— Begin SOURCE —
EN BANC

[G.R. No. 149154.  June 10, 2003]

RODOLFO S. DE JESUS, EDELWINA DG. PARUNGAO, HERMILO S. BALUCAN, AVELINO C. CASTILLO, DANILO B. DE LEON (Interim Board of Directors, Catbalogan Water District), and ALICE MARIE C. OSORIO (Board Secretary), petitioners, vs. COMMISSION ON AUDIT, respondent.

D E C I S I O N

CARPIO, J.:

The Case

This is a petition for certiorari[1] to annul the Decision dated 12 September 2000 of the Commission on Audit (“COA”) and its Resolution dated 5 July 2001. The COA affirmed the disallowance of payment of allowances and bonuses to members of the interim Board of Directors of the Catbalogan Water District.

The Antecedents

An auditing team from the COA Regional Office No. VIII in Candahug, Palo, Leyte, audited the accounts of the Catbalogan Water District (“CWD”) in Catbalogan, Samar. The auditing team discovered that between May to December 1997 and April to June 1998, members of CWD’s interim Board of Directors (“Board”) granted themselves the following benefits: Representation and Transportation Allowance (“RATA”), Rice Allowance, Productivity Incentive Bonus, Anniversary Bonus, Year-End Bonus and cash gifts. These allowances and bonuses were authorized under Resolution No. 313, series of 1995, of the Local Water Utilities Administration (“LWUA”).

During the audit, the COA audit team issued two notices of disallowance dated 1 October 1998 disallowing payment of the allowances and bonuses received by petitioners, namely: Rodolfo S. De Jesus, Edelwina DG. Parungao, Hermilo S. Balucan, Avelino C. Castillo and Danilo B. De Leon as members of the CWD Board as well as Alice Marie C. Osorio as the Board’s secretary (collectively “petitioners”). The audit team disallowed the allowances and bonuses on the ground that they run counter to Section 13 of Presidential Decree No. 198 (“PD 198”).

Petitioners appealed to the COA Regional Office No. VIII but COA Regional Director Dominador T. Tersol denied the appeal. Aggrieved, petitioners filed a petition for review with the COA which in a decision dated 12 September 2000 denied the petition. The COA also denied on 5 July 2001 petitioners’ motion for reconsideration.

Hence, the instant petition.

The COA’s Ruling

The COA explained that members of the CWD Board cannot receive compensation and other benefits in addition to the per diems allowed by Section 13 of PD 198. We quote the relevant portion of the COA’s decision:

Resolution No. 313, s. 1995, as amended, which grants compensation and other benefits to the members of the Board of Directors of CWD is not in harmony with the aforequoted provisions of Sec. 13, PD 198, which speaks only of per diems, the amount of which is subject to approval by the administrator if more than P50.00 each for every meeting.
— End SOURCE —
◆ **DIRECTION 1**
Render this sentence from the court decision on the Catbalogan Water District audit into Spanish: "The COA also denied on 5 July 2001 petitioners’ motion for reconsideration."
◆ **DIRECTION 2**
Write the next several sentences of the court decision on the Catbalogan Water District audit, beginning after its final sentence.
— Begin PROVIDED DATA —
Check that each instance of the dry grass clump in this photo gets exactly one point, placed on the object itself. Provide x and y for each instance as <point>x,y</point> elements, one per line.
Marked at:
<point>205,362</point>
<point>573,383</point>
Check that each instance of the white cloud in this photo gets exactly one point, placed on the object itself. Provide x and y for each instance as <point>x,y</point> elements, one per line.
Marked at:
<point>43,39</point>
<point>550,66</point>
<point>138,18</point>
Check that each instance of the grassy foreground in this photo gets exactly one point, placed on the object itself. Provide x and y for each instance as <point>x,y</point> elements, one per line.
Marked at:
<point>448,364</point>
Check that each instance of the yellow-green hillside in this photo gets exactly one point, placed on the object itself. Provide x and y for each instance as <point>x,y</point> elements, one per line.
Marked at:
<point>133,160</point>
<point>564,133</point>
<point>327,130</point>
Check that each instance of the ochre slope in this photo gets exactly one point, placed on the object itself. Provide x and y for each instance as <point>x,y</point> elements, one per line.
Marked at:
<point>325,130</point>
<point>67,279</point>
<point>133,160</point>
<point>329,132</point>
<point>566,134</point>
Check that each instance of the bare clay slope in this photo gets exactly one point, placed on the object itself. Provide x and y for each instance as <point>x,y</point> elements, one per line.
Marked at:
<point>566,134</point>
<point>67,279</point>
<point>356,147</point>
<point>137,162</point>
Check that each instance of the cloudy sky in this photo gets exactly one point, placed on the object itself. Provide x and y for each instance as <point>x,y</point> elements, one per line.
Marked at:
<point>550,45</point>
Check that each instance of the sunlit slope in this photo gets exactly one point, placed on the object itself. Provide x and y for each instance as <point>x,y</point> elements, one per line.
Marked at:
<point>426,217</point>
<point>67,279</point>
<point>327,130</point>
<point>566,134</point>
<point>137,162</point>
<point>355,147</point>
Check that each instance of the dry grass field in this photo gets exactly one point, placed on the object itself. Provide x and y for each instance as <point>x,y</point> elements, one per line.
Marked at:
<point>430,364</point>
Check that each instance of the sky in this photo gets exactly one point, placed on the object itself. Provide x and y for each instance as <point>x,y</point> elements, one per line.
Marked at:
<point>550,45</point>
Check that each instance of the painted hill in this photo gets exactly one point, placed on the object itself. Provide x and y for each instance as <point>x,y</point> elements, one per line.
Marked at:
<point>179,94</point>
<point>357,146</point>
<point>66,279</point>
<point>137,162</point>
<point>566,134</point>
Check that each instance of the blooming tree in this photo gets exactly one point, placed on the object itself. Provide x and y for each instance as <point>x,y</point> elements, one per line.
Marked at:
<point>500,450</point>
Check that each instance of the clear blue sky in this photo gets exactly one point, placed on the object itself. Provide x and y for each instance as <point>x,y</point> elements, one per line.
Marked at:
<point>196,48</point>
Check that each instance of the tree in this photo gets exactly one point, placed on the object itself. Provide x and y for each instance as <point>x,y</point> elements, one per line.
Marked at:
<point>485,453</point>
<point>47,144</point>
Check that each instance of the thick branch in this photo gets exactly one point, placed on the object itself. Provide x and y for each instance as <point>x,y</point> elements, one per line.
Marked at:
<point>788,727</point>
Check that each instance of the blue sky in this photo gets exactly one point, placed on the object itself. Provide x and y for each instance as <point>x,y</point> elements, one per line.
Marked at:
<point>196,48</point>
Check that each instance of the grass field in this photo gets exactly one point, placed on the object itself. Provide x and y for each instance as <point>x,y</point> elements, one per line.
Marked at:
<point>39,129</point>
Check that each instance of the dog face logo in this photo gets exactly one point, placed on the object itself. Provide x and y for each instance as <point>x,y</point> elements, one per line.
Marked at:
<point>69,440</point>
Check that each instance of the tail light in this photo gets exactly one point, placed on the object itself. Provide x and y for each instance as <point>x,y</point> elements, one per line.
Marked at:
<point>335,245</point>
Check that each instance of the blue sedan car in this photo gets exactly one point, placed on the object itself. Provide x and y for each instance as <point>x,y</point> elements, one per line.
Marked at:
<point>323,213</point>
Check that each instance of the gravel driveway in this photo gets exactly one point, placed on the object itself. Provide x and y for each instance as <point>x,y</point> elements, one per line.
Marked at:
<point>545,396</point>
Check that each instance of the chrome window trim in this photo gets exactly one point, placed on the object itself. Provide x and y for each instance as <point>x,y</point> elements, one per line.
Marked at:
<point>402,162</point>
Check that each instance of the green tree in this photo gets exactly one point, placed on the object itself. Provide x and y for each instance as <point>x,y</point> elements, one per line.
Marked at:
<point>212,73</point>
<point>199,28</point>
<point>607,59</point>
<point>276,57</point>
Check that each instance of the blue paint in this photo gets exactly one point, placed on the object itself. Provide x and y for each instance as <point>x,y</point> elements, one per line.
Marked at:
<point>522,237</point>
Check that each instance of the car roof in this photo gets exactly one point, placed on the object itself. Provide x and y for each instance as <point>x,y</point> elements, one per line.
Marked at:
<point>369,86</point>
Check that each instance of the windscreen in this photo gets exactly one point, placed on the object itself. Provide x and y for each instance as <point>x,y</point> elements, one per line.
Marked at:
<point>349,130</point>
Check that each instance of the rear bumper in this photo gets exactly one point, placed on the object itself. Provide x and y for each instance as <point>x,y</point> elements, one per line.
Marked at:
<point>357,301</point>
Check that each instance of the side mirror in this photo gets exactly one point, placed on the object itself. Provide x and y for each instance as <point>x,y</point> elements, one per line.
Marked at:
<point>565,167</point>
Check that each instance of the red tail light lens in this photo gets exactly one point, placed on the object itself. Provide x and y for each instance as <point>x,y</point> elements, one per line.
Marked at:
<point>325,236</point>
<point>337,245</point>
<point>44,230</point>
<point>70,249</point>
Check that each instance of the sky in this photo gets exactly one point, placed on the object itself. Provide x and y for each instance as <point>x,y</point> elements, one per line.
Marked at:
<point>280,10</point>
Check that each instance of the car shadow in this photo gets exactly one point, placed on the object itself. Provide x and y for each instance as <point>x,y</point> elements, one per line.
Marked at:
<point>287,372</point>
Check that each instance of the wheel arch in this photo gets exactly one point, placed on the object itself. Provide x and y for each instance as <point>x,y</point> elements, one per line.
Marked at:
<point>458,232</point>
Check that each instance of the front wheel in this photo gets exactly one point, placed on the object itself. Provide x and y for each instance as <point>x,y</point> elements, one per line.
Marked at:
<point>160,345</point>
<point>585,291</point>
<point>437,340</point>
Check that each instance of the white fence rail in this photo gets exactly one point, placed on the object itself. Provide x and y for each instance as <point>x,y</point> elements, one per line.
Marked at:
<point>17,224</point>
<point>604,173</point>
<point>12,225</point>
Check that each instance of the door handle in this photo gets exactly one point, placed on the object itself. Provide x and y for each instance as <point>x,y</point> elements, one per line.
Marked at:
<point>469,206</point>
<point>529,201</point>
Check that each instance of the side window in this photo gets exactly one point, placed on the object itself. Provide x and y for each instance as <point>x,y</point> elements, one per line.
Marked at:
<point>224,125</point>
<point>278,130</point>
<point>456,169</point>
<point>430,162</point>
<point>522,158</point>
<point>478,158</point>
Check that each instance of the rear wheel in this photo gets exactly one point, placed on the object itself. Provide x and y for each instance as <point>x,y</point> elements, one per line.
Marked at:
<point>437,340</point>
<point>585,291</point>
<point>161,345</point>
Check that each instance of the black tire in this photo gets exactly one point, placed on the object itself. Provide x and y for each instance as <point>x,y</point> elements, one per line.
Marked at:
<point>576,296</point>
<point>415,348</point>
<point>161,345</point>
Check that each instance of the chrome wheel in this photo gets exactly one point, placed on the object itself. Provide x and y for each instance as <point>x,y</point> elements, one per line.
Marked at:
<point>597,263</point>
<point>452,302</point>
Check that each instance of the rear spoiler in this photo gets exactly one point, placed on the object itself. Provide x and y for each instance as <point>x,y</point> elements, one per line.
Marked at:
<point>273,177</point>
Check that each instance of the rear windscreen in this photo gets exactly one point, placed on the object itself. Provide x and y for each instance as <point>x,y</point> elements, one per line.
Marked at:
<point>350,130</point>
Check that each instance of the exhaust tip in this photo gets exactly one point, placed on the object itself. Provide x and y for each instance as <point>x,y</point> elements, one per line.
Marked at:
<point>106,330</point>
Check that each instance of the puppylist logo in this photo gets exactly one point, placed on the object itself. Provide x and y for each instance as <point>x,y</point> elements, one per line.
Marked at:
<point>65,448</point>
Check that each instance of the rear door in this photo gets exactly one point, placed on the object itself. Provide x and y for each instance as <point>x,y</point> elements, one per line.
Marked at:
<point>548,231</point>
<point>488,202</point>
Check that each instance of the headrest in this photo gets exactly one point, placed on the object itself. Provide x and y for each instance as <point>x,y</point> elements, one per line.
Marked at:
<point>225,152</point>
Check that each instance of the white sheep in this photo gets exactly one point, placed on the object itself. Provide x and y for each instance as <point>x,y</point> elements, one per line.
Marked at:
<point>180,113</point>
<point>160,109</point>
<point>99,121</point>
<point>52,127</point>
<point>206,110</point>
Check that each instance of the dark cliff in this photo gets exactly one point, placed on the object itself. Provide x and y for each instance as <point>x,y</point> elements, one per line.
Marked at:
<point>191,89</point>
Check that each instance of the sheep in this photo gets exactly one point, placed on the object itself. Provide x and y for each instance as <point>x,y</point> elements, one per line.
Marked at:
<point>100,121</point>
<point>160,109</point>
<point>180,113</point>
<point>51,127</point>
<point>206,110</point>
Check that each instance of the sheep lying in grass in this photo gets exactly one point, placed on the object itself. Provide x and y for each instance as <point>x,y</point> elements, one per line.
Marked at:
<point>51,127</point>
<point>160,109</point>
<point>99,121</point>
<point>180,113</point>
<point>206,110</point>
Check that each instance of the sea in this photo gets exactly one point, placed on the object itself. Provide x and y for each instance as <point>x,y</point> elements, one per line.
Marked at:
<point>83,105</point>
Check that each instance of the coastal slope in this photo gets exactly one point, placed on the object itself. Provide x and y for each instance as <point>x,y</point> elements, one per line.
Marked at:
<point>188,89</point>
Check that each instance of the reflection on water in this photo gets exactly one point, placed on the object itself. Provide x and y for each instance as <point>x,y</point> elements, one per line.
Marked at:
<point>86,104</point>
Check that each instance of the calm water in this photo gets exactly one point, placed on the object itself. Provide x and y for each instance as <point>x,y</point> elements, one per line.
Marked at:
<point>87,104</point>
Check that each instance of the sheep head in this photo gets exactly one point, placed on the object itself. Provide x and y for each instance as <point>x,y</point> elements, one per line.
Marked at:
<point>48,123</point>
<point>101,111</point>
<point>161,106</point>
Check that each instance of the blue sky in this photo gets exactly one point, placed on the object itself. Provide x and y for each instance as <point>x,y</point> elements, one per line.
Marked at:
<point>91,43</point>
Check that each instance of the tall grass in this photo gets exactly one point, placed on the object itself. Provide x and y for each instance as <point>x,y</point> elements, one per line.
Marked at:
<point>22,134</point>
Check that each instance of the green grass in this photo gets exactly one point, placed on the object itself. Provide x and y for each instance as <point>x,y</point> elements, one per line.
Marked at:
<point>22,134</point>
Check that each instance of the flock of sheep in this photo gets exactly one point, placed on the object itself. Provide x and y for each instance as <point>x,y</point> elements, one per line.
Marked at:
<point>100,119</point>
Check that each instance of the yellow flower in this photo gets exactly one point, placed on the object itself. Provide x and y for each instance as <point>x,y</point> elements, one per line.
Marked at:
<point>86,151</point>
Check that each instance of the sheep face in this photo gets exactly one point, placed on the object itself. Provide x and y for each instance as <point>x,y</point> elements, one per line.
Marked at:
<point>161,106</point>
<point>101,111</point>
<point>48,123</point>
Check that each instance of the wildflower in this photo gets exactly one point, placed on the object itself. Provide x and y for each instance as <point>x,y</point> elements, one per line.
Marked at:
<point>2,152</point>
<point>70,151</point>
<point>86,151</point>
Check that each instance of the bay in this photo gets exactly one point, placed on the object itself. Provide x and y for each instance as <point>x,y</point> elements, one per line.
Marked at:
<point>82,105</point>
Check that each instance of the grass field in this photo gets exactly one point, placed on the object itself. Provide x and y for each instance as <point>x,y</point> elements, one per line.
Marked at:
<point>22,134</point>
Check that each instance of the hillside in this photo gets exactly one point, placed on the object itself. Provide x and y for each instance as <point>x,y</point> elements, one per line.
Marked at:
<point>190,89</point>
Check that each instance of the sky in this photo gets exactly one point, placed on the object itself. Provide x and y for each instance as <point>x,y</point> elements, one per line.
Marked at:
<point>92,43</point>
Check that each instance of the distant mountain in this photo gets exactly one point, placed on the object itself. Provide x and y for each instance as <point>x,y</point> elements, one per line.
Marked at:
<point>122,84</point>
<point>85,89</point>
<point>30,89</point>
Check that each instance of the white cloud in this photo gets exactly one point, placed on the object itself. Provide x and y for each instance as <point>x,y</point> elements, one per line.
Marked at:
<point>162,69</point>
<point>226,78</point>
— End PROVIDED DATA —
◆ **TASK OUTPUT 1**
La COA también denegó el 5 de julio de 2001 la moción de reconsideración de los peticionarios.

◆ **TASK OUTPUT 2**
It is a fundamental rule in statutory construction that if a statute is clear, plain and free from ambiguity, it must be given literal meaning and applied without attempted interpretation. Thus, any resolution granting allowances to directors of Water Districts other than that authorized in Sec. 13 of PD 198 is null and void. A statutorily proscribed benefit may not be amended by a mere administrative fiat.[2]

The Issues

Petitioners contend that the COA committed grave abuse of discretion amounting to lack or excess of jurisdiction in -

1.  Motu proprio exercising jurisdiction to declare LWUA Board Resolution No. 313, Series of 1995, as amended, not in conformity with Section 13 of PD 198, as amended;

2.  Ruling that Section 13 of PD 198, as amended, prohibits payment to petitioners of RATA, extraordinary and miscellaneous expenses (“EME”), and other allowances and bonuses;

3.  Demanding the refund of the disallowed allowances and bonuses received by petitioners as interim members and secretary of the CWD Board.

The Court’s Ruling

The petition is meritorious in part.

The Catbalogan Water District was created pursuant to PD 198, as amended,[3] otherwise known as the Provincial Water Utilities Act of 1973. PD 198 authorized the local legislative bodies, through an enabling resolution, to create their respective water districts, subject to the guidelines and regulations under PD 198. PD 198 further created the Local Water Utilities Administration (“LWUA”), a national agency, and granted LWUA regulatory powers necessary to optimize public service from water districts.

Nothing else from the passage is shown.